_EXERCISES_
1. Reproduce the passage on the Welsh toll-gate riots word for word, from "The riots resulted" to "away from Rebecca.".
2. Using the passage on the Welsh toll-gate riots, mark each statement yes or no, and quote the words that decide it. (a) The first riots began in May 1839 with the destruction of a new toll-gate at Efailwen. (b) In 1842 the government sent soldiers to deal with the rioting at St Clears. (c) John Jones and David Davies were convicted and transported to Australia.

_GIVEN TEXT_
In the early 19th century many toll-gates on the roads in Wales were operated by turnpike trusts, which were supposed to maintain and improve the roads, funding this from tolls. However, many trusts charged extortionate tolls and diverted the money raised to other uses. Even where this was not done, the toll-gate laws imposed an additional financial burden on poor farming communities.
The 'oppression', felt by the farmers, began in the late 1830s, when a group of toll-renters took over the region's trusts. This group was led by Thomas Bullin, who was hated by those who paid his tolls. The main reason for his dislike was the exacting method of the toll collection and the big toll increases of side-bars. The side-bars were simple toll gates, away from the main trunk roads, placed strategically on by-roads to catch any traffic that had tried to bypass the main toll booths via side lanes. These side-bars increased the cost dramatically of farmers' carting lime to their fields that was needed as fertilizer or to counteract acidity in soil: e.g. it was said that it cost an amount to buy a load of lime in Cardiff docks, and then ten times as much in road tolls to cart it to a farm in the hills inland.
The first riots took place in May 1839 when a new toll-gate at Efailwen in Carmarthenshire was destroyed. The Whitland Turnpike Trust rebuilt the gate, only for it to be destroyed again in June. A second new tollgate was attacked at Llanboidy while the new workhouse in Narbeth in Pembrokeshire was also attacked. Landlords were sent threatening letters to intimidate them into lowering rents and Anglican clergymen from the established Church of England were targets on several occasions. Trouble died down when it was agreed by the authorities that the gates would not be rebuilt.
It would however not be until 1842-43, when economic conditions were even worse that the movement would not become popular. In 1842 the Whitland Trust built a new gate at The Mermaid Tavern, on the lime road at St Clears in Carmarthenshire. This was destroyed in November, as were the tollgates at Pwll-trap and Trevaughan. The gates were rebuilt, but all gates in St Clears were destroyed by December 12th. The government refused to send soldiers and so the magistrates called in the marines from Pembroke Dock and the Castlemartin Yeomanry Cavalry. The rioting continued.
In May 1843, the tollgates at Carmarthen were destroyed and in June a crowd of 2,000 tried to burn down the workhouse there. Troops were called in as the movement became more violent. On July 6th the Bolgoed tollgate near Pontarddulais was attacked and destroyed by a group of some 200 rioters and in August riots took place in Llanelli.
The riots resulted in at least two deaths, the first on September 7th 1843, in which a young woman and gate keeper named Sarah Williams was shot and another in October when the tollhouse keeper of Hendy Gate near Swansea was killed.
From August 1843 things had begun to change with the farmers generally moving away from riots and instead holding open protest meetings. This was partly in response to an increasing presence of troops in the area but also because a group of petty criminals had started opportunistically masquerading as Merched Becca to commit crime. This group, led by known trouble-maker John Jones (Shoni Sguborfawr) and his associate David Davies (Dai'r Cantwr), were eventually convicted and transported to Australia, but before this they were enough to turn more respectable people away from Rebecca.

_EXTRACTED ENTRIES_
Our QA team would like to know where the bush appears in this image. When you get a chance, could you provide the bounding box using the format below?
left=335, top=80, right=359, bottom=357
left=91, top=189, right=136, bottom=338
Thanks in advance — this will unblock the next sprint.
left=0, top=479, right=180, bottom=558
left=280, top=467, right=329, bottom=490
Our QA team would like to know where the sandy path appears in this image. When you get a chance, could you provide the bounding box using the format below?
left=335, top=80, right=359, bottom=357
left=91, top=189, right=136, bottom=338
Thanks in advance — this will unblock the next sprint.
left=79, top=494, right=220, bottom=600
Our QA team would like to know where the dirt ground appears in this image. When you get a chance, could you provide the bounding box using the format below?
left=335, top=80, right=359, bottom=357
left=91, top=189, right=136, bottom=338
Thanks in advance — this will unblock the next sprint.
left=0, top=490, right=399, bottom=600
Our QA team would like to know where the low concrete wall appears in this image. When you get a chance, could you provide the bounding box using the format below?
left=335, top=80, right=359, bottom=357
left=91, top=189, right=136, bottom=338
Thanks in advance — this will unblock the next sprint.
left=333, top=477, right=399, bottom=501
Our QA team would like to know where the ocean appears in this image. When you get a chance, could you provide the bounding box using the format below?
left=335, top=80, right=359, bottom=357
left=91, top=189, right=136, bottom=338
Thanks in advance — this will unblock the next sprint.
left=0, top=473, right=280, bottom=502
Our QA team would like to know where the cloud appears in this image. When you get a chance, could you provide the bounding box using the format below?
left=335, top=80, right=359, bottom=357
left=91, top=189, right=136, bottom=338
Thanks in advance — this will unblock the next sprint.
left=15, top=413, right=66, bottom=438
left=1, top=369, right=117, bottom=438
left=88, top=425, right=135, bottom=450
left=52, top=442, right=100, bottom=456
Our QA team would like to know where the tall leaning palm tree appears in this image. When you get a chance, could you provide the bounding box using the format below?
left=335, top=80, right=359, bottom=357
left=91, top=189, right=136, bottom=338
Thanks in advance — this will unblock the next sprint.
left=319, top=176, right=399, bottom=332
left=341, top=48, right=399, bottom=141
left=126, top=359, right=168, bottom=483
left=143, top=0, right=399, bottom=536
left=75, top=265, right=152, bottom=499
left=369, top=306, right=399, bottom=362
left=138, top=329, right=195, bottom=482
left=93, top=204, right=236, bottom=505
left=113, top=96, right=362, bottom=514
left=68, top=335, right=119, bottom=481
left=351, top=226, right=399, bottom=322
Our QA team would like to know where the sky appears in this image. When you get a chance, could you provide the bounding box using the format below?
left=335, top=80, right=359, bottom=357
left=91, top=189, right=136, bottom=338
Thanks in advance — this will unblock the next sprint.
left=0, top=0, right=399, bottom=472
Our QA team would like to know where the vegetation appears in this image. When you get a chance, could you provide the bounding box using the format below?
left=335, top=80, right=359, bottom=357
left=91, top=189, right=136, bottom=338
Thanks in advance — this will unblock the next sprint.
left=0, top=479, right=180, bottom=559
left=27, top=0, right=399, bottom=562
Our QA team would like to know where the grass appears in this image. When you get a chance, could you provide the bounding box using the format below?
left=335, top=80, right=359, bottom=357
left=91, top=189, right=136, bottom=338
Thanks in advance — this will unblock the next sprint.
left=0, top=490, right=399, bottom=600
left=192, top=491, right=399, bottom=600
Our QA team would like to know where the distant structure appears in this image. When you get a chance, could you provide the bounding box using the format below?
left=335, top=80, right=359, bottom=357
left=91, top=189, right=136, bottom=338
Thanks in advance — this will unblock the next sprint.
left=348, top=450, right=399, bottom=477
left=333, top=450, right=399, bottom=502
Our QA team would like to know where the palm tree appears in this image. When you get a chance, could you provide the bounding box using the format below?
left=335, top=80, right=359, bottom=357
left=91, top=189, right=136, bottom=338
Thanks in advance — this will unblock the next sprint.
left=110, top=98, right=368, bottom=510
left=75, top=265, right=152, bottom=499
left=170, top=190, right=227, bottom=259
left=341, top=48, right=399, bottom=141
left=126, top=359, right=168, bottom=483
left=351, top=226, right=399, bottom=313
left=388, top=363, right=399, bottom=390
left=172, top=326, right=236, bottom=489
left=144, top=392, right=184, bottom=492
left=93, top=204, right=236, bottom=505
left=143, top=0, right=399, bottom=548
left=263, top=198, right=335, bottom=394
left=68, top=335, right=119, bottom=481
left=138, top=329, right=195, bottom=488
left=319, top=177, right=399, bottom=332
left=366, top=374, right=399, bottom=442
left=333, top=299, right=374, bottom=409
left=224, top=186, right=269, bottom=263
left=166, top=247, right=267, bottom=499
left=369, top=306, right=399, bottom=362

_THE ANSWERS_
1.
The riots resulted in at least two deaths, the first on September 7th 1843, in which a young woman and gate keeper named Sarah Williams was shot and another in October when the tollhouse keeper of Hendy Gate near Swansea was killed.
From August 1843 things had begun to change with the farmers generally moving away from riots and instead holding open protest meetings. This was partly in response to an increasing presence of troops in the area but also because a group of petty criminals had started opportunistically masquerading as Merched Becca to commit crime. This group, led by known trouble-maker John Jones (Shoni Sguborfawr) and his associate David Davies (Dai'r Cantwr), were eventually convicted and transported to Australia, but before this they were enough to turn more respectable people away from Rebecca.

2.
(a) Yes: "The first riots took place in May 1839 when a new toll-gate at Efailwen in Carmarthenshire was destroyed."
(b) No: "The government refused to send soldiers and so the magistrates called in the marines from Pembroke Dock and the Castlemartin Yeomanry Cavalry."
(c) Yes: "were eventually convicted and transported to Australia"